[[ DATA TO USE open ]]

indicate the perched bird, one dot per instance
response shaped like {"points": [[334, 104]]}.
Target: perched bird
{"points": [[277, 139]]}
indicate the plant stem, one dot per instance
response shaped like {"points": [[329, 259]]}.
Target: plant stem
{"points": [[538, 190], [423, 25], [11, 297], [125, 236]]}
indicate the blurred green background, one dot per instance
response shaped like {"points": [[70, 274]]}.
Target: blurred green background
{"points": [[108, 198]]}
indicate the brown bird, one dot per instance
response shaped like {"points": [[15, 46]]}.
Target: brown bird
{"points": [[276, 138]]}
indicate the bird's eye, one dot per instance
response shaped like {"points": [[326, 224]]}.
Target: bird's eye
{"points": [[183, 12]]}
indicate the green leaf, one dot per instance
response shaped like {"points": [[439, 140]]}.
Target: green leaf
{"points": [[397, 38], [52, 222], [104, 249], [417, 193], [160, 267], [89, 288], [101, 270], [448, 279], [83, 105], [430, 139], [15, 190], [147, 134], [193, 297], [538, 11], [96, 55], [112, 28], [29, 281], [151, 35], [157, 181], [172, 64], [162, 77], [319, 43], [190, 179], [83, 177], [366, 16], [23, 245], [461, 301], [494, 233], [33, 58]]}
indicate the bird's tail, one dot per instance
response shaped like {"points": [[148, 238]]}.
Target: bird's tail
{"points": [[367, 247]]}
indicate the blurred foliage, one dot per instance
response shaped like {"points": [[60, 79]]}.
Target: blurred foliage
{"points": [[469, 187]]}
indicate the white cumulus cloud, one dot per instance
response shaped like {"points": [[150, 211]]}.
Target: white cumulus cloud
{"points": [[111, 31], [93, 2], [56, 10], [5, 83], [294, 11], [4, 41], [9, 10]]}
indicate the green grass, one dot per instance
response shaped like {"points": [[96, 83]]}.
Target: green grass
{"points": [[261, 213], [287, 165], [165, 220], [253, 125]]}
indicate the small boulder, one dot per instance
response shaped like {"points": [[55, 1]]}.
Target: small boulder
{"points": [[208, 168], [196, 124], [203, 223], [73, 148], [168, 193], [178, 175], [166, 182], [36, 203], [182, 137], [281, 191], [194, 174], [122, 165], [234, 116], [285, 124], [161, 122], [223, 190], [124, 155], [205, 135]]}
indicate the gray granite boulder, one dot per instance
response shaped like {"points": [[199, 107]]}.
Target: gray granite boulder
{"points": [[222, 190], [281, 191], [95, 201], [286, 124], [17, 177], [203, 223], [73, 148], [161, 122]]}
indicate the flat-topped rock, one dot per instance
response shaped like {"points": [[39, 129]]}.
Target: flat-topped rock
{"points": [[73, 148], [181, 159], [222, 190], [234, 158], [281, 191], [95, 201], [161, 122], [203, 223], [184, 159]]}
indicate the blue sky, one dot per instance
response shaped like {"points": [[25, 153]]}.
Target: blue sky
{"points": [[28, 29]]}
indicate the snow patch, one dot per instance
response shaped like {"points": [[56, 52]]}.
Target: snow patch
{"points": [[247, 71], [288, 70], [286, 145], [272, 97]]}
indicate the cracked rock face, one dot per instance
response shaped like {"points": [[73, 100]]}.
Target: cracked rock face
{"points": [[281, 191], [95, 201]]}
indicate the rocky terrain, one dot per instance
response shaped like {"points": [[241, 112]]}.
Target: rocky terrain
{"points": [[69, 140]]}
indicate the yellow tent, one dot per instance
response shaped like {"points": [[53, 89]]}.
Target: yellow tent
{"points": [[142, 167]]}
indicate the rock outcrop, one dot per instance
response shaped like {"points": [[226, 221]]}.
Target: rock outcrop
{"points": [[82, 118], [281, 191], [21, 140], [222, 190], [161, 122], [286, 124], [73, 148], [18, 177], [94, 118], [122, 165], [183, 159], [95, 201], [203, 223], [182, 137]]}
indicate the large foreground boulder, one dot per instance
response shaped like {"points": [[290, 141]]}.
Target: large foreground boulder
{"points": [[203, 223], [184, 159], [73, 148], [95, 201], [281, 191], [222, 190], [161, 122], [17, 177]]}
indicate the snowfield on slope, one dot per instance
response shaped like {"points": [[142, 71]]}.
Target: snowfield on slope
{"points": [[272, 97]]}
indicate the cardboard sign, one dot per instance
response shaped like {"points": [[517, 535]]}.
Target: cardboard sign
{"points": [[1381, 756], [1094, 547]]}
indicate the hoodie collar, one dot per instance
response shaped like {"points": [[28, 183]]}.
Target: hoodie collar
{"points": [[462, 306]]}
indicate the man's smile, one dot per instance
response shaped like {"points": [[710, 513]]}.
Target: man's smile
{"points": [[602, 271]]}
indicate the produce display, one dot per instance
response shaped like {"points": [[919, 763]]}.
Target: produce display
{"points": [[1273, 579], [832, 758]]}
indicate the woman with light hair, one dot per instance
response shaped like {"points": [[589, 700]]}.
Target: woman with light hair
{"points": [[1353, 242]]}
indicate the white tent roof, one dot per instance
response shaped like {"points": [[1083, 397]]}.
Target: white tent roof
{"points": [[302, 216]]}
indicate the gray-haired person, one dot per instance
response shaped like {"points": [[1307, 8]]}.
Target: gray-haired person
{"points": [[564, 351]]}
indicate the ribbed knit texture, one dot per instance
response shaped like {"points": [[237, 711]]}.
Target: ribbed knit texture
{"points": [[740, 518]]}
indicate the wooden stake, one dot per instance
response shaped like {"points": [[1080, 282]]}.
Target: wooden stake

[[ DATA TO USE closed ]]

**WHAT IS BEING ASKED**
Every line of the material above is to be copied exactly.

**SOLUTION TO THIS PROBLEM**
indicate the perched bird, one dot per instance
response shaped like {"points": [[334, 104]]}.
Target: perched bird
{"points": [[277, 139]]}
indicate the plant stem, one dot per instance
response shaped like {"points": [[329, 259]]}.
Target: plant stem
{"points": [[538, 190], [423, 25], [11, 297], [125, 236]]}
indicate the blurred green background, one dot per instance
response shaped like {"points": [[70, 274]]}.
Target: blurred green background
{"points": [[108, 198]]}
indicate the brown bird, one dot per instance
response shaped like {"points": [[15, 46]]}.
Target: brown bird
{"points": [[276, 138]]}
indicate the bird's eye, one dot per instance
response shaped like {"points": [[326, 224]]}.
Target: bird's eye
{"points": [[183, 12]]}
indicate the green leaf, one dot per instance
response shaped like {"points": [[439, 140]]}.
Target: green leaf
{"points": [[397, 38], [52, 222], [104, 249], [417, 193], [160, 267], [89, 288], [101, 270], [448, 279], [83, 105], [430, 139], [15, 190], [147, 134], [193, 297], [538, 11], [96, 55], [112, 28], [29, 281], [151, 35], [157, 181], [172, 64], [162, 77], [319, 43], [190, 179], [83, 177], [366, 16], [23, 245], [461, 301], [494, 233], [33, 58]]}
indicate the bird's tail, one dot per instance
response shaped like {"points": [[148, 238]]}.
Target: bird's tail
{"points": [[367, 247]]}
indicate the blurred foliage, one dot per instance
response shaped like {"points": [[60, 79]]}.
Target: blurred foliage
{"points": [[469, 187]]}
indicate the white cumulus cloud, one dot per instance
response shaped like {"points": [[150, 211]]}.
Target: white cumulus cloud
{"points": [[111, 31], [93, 2], [56, 10], [5, 83], [294, 11], [4, 41], [9, 10]]}
indicate the green grass, one dot per instance
response shaped like {"points": [[96, 83]]}.
Target: green grass
{"points": [[261, 213], [287, 165], [165, 220], [253, 125]]}
indicate the small boulder, one dot per instance
response shaped like {"points": [[55, 1]]}.
Target: small boulder
{"points": [[208, 168], [196, 124], [203, 223], [73, 148], [168, 193], [178, 175], [166, 182], [36, 203], [182, 137], [281, 191], [194, 174], [122, 165], [234, 116], [285, 124], [161, 122], [223, 190], [124, 155], [205, 135]]}
indicate the gray granite boulder, one dot per instance
response shaped like {"points": [[199, 107]]}.
Target: gray granite boulder
{"points": [[222, 190], [281, 191], [95, 201], [286, 124], [17, 177], [203, 223], [73, 148], [161, 122]]}
indicate the flat-topped rock, one dot per instance
response shaped like {"points": [[39, 129]]}.
Target: flat-topped rock
{"points": [[73, 148], [181, 159], [222, 190], [234, 158], [281, 191], [95, 201], [161, 122], [203, 223], [184, 159]]}
indicate the blue sky, one dot per instance
response shaped like {"points": [[25, 153]]}.
Target: blue sky
{"points": [[28, 29]]}
indicate the snow patch, one dot per instance
response shaped like {"points": [[56, 52]]}.
Target: snow patch
{"points": [[247, 71], [288, 70], [286, 145], [272, 97]]}
indicate the cracked rock face, one dot per instance
response shaped like {"points": [[73, 100]]}.
Target: cracked rock face
{"points": [[281, 191], [95, 201]]}
indicate the rocky terrain, one dot per instance
response shaped like {"points": [[241, 112]]}.
Target: rocky terrain
{"points": [[69, 140]]}
indicate the yellow tent, one dot per instance
response shaped like {"points": [[53, 89]]}.
Target: yellow tent
{"points": [[142, 167]]}
indicate the rock outcrop, one dot per instance
response shaped like {"points": [[226, 221]]}.
Target: rock outcrop
{"points": [[82, 118], [281, 191], [21, 140], [222, 190], [161, 122], [286, 124], [73, 148], [18, 177], [94, 118], [122, 165], [183, 159], [95, 201], [203, 223], [182, 137]]}
indicate the large foreground boulder, one dot per instance
response shaped like {"points": [[290, 141]]}.
Target: large foreground boulder
{"points": [[203, 223], [184, 159], [73, 148], [95, 201], [281, 191], [222, 190], [161, 122], [17, 177]]}
indicate the snowfield on slope, one dot per instance
response shaped like {"points": [[142, 71]]}.
Target: snowfield on slope
{"points": [[272, 97]]}
indicate the cardboard sign, one dot per instance
response shaped like {"points": [[517, 535]]}.
Target: cardboard sign
{"points": [[1381, 756], [1094, 547]]}
indicate the hoodie collar, one dot per instance
response shaped like {"points": [[28, 183]]}.
Target: hoodie collar
{"points": [[462, 306]]}
indicate the man's smile, one dot per instance
response shaped like {"points": [[710, 513]]}.
Target: man's smile
{"points": [[602, 271]]}
indicate the produce display, one dot per instance
response shaped like {"points": [[919, 763]]}.
Target: produce display
{"points": [[1273, 579], [832, 758]]}
indicate the woman with light hair, one dot per instance
response shaped like {"points": [[589, 700]]}.
Target: woman with light hair
{"points": [[1353, 242]]}
indicate the white tent roof, one dot per instance
response shaped like {"points": [[1083, 397]]}.
Target: white tent roof
{"points": [[302, 216]]}
indicate the gray-haired person, one dot per instance
response shaped like {"points": [[1307, 8]]}.
Target: gray-haired person
{"points": [[564, 351]]}
indicate the ribbed knit texture, one dot per instance
response shaped like {"points": [[237, 711]]}.
Target: ribbed knit texture
{"points": [[740, 518]]}
indicate the wooden stake, one dot per instance
response shaped like {"points": [[1080, 282]]}.
Target: wooden stake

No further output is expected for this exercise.